((

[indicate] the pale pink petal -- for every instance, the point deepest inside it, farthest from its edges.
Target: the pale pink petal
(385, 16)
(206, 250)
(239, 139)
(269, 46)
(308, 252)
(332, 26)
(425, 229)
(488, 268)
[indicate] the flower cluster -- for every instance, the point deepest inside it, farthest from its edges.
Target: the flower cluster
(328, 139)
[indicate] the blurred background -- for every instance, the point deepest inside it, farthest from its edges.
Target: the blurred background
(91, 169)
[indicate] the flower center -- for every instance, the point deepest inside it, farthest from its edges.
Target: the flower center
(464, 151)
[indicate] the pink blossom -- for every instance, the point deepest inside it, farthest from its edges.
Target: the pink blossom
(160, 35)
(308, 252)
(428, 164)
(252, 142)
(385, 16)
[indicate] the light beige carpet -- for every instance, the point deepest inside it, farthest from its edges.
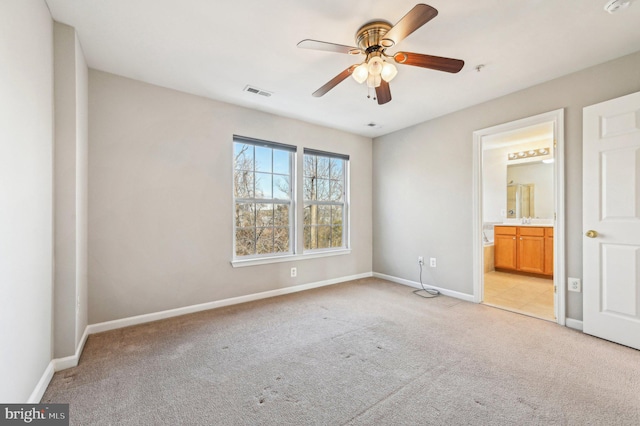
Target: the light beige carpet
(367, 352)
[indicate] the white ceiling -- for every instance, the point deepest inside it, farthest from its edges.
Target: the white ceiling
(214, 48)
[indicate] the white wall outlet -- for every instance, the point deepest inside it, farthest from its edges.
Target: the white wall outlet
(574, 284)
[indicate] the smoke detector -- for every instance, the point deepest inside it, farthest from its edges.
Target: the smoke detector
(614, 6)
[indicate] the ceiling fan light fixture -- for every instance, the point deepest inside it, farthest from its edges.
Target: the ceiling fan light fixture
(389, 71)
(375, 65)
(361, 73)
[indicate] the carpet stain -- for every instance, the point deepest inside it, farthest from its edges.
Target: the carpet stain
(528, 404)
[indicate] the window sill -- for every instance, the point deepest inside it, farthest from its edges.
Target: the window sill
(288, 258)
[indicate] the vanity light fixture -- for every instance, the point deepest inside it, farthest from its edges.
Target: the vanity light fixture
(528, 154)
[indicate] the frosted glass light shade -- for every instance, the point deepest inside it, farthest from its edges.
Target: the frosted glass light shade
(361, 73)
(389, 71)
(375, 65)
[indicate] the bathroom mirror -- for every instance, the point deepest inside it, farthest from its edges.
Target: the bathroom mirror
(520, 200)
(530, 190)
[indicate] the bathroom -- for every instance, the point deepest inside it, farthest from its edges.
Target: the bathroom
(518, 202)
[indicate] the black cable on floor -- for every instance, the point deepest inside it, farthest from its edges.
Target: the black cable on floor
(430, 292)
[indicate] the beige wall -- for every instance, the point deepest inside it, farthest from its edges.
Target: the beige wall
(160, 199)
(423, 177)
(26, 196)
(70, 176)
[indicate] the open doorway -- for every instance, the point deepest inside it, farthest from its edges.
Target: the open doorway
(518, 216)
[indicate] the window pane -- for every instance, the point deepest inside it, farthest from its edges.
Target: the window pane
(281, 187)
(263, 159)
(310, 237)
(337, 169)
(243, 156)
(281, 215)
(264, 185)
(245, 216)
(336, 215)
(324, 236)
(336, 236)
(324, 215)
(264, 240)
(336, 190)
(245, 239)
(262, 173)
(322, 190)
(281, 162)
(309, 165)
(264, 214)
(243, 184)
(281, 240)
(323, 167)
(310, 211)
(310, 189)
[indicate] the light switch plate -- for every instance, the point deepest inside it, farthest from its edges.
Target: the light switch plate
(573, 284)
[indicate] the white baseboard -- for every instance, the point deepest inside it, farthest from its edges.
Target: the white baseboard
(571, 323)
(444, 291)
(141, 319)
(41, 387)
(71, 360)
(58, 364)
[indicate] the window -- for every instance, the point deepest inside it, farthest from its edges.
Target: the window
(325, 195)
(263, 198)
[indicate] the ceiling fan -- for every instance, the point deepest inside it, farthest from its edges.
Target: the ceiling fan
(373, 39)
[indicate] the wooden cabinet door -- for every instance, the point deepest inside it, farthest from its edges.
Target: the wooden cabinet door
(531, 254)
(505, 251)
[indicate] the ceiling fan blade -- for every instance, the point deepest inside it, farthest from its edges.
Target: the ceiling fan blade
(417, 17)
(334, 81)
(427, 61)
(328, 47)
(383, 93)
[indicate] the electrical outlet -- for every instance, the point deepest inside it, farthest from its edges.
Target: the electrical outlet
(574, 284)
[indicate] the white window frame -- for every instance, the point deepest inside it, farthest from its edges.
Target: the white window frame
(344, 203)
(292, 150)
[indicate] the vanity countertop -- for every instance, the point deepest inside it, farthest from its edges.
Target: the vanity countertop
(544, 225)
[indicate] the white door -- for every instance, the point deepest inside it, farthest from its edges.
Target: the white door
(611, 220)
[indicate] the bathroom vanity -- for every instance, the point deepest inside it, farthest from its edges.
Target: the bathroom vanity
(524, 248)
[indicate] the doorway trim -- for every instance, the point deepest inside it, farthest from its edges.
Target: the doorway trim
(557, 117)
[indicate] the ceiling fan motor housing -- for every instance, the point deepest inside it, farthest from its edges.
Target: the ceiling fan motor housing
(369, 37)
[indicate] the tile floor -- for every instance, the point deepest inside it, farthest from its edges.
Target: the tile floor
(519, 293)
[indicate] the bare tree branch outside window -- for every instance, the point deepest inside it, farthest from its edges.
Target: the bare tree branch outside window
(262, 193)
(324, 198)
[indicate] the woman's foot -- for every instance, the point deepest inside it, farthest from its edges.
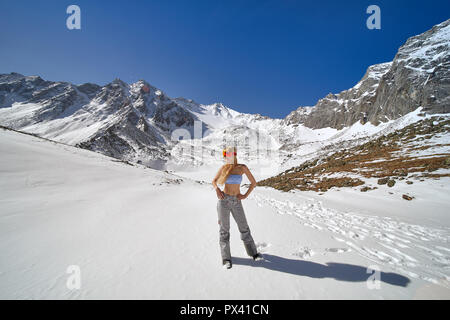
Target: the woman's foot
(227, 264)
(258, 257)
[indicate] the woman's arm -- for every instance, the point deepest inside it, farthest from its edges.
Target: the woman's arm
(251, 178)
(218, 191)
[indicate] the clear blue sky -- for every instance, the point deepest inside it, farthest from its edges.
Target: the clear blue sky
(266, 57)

))
((

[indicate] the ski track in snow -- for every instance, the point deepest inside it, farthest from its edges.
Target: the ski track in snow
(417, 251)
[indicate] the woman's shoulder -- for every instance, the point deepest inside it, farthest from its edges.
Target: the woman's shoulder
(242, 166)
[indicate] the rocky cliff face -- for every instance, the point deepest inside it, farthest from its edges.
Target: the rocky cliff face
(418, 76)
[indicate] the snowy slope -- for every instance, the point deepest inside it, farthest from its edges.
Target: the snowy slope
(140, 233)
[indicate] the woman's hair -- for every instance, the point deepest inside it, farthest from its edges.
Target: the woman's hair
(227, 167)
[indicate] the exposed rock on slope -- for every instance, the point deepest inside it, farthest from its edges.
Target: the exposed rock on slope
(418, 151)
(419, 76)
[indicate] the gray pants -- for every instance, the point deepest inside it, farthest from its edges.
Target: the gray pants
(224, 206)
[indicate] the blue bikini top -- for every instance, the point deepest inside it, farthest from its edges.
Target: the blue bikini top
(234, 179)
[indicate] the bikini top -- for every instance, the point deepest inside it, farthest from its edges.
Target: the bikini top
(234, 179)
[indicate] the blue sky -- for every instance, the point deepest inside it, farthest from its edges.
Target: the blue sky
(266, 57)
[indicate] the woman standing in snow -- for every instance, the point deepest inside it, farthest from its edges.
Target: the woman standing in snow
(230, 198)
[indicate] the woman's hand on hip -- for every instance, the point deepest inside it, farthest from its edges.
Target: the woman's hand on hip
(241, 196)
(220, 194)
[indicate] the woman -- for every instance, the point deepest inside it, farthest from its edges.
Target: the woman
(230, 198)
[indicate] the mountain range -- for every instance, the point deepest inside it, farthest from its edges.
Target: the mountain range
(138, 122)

))

## Given problem
Pull out every line of the entries above that contains the string "range". Case counts when matching.

## Result for this exercise
[indicate] the mountain range -- for every instance, the point deepest inside it, farthest from its edges.
Target: the mountain range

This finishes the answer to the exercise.